## Coordinate annotation records
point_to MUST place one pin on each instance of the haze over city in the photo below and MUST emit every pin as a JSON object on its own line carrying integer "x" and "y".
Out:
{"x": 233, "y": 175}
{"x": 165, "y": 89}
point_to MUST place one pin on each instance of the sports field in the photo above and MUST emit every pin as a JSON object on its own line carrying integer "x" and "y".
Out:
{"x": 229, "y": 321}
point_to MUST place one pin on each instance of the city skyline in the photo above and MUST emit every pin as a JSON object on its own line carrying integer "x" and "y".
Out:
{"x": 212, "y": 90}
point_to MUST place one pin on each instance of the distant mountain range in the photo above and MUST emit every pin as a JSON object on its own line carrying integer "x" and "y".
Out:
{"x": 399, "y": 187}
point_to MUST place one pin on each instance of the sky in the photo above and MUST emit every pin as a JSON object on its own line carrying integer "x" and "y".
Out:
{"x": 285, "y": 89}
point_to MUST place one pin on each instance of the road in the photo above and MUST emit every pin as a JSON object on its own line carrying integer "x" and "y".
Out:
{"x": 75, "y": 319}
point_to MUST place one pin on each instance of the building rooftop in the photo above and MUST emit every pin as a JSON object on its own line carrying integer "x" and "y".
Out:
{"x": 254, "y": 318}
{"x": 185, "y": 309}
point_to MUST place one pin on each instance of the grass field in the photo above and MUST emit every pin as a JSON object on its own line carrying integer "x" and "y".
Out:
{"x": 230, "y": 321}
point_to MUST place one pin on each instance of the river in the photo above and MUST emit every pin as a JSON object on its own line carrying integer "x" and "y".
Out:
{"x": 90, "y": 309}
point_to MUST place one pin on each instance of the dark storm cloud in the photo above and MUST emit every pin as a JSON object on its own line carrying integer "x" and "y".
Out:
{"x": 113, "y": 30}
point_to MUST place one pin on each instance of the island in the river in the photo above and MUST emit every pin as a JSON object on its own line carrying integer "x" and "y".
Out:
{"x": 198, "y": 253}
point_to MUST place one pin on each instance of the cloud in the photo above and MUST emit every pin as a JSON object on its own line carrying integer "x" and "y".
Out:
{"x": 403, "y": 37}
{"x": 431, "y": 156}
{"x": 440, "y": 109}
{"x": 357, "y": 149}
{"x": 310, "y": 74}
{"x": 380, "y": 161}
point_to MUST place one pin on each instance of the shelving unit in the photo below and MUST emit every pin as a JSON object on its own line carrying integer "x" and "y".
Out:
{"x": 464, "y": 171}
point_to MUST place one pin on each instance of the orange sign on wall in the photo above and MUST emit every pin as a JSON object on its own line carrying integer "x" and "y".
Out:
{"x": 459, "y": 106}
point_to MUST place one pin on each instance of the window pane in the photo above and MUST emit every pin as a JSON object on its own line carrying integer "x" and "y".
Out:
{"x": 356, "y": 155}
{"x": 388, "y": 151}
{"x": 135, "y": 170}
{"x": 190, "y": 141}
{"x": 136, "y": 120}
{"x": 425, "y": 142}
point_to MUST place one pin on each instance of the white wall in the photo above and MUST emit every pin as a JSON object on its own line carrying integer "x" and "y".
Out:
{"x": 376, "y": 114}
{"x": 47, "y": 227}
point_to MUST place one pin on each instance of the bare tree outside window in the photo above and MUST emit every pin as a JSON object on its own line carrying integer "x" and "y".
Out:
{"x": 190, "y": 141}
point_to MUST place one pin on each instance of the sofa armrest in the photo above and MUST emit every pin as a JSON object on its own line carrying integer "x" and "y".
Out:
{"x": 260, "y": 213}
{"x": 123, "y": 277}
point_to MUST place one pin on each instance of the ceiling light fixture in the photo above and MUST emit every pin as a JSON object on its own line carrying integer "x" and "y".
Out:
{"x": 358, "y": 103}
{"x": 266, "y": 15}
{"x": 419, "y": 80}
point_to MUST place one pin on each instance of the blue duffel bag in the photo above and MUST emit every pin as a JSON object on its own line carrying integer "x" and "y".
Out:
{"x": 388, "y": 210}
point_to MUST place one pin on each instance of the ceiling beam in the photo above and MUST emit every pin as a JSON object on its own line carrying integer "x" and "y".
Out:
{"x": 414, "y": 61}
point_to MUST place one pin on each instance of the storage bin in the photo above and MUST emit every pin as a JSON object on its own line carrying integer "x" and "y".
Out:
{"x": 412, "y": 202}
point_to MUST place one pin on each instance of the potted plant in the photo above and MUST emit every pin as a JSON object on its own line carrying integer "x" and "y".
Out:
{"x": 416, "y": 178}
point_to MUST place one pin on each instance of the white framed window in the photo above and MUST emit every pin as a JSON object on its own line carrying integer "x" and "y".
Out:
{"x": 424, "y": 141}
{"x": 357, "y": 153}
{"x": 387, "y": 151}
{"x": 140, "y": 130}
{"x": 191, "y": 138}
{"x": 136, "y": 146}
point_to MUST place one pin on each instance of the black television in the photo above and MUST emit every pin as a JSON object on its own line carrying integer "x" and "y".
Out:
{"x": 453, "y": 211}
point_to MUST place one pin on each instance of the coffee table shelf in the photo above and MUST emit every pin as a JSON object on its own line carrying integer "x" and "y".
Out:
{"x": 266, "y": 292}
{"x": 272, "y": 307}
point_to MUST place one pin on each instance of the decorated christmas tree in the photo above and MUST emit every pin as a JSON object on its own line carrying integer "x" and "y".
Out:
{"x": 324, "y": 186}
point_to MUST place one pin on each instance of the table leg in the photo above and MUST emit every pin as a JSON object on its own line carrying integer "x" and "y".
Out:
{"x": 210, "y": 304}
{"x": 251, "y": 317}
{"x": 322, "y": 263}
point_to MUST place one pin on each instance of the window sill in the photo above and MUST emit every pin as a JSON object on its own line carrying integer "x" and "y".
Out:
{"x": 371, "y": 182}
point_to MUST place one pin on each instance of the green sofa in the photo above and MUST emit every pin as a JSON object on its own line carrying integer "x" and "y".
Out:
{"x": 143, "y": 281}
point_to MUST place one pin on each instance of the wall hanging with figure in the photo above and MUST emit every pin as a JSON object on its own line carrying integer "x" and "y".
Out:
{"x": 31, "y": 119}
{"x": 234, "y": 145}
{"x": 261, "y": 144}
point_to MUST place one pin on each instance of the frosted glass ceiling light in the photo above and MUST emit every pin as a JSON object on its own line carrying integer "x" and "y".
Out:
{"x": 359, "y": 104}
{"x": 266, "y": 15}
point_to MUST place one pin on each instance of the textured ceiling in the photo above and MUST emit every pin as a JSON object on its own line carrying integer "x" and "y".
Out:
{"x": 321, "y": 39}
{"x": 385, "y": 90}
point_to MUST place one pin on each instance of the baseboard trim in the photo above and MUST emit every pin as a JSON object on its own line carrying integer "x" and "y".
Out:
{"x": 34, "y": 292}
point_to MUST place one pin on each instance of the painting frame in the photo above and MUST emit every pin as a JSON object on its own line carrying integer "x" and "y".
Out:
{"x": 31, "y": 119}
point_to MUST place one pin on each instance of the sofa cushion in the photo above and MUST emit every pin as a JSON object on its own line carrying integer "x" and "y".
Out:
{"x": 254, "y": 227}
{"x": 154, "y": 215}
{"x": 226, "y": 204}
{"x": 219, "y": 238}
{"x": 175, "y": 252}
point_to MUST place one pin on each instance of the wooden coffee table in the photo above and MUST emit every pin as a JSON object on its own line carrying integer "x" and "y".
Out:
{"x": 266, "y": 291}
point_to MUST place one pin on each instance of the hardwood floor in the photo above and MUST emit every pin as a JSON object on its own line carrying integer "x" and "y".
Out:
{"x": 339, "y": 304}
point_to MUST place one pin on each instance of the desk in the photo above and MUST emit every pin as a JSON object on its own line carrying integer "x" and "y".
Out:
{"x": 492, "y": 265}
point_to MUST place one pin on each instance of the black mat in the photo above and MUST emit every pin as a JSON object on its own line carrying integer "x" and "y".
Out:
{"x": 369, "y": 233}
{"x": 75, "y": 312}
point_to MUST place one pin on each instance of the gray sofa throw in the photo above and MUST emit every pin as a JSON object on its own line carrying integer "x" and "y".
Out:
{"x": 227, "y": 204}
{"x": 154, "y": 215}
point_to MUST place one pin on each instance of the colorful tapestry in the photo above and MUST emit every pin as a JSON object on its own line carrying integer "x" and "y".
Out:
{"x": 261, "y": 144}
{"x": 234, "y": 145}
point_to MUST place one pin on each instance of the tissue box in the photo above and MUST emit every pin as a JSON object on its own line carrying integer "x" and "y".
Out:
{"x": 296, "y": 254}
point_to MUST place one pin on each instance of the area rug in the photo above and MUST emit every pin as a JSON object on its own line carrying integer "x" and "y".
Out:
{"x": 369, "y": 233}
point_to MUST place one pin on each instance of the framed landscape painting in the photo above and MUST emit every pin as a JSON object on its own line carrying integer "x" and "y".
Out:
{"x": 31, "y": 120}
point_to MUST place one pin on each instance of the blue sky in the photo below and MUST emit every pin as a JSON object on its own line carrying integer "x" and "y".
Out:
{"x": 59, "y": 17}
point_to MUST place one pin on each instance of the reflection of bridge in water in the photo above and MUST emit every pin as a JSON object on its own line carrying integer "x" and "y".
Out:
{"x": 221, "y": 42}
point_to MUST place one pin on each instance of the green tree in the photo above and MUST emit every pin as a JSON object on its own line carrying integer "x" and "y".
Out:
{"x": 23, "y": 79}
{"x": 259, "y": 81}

## Goal of the exercise
Starting at the line that contains "point_to MUST place one pin on each instance of the area", print every line through the end of the listing, word for word. Leave out all the rest.

## Output for this exercise
point_to MUST place one pin on each instance of the area rug in the photo above and MUST emit every pin as a JSON object on its own line carrying integer "x" and "y".
Out:
{"x": 369, "y": 233}
point_to MUST place one pin on each instance of the framed landscape painting in the photo above and MUST emit every pin as a JSON object on its own line carrying integer "x" and "y".
Out:
{"x": 31, "y": 120}
point_to MUST place one pin on each instance of the blue sky in the photo below and MUST emit every pin as a JSON object on its own line carrying integer "x" and "y".
Out:
{"x": 59, "y": 17}
point_to MUST place one pin on each instance of the reflection of bridge in water in the photo above and MUST emit every pin as a JSON object on its own line carrying integer "x" and "y".
Out:
{"x": 221, "y": 42}
point_to MUST place one pin on each instance of the green tree in the photo above and MUST emit every pin as a JSON object on its own line carrying integer "x" and "y".
Out:
{"x": 23, "y": 79}
{"x": 259, "y": 81}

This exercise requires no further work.